Point-per-instance localization data
──────────
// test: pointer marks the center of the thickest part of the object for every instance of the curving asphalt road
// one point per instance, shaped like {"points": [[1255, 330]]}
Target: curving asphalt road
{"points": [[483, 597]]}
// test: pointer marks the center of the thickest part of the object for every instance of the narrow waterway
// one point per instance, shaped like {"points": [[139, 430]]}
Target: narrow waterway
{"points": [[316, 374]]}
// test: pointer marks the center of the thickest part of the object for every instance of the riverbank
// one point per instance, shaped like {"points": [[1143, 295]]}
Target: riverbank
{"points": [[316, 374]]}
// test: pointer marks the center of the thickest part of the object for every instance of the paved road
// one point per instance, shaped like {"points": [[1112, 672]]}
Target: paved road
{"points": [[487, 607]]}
──────────
# EXERCISE:
Retyping the data above exactly and in full is the task.

# TASK SOLUTION:
// test: pointer marks the center of the thickest part of the object for every instance of the curving asphalt road
// one point per instance, shaped like {"points": [[1255, 330]]}
Target: curving asphalt road
{"points": [[483, 597]]}
// test: pointer marks the center of the thickest part of the object for every instance of the narrow waterway
// one point per instance, shaped like {"points": [[139, 430]]}
Target: narrow waterway
{"points": [[316, 374]]}
// test: pointer marks the center of the thickest part of the object for every instance of the riverbank
// one point per instance, shaped like {"points": [[1143, 295]]}
Target: riverbank
{"points": [[316, 374]]}
// test: pointer marks the center of the thickest part of the object for every instance of the paved road
// one point per instance, shaped like {"points": [[1112, 672]]}
Target: paved road
{"points": [[487, 607]]}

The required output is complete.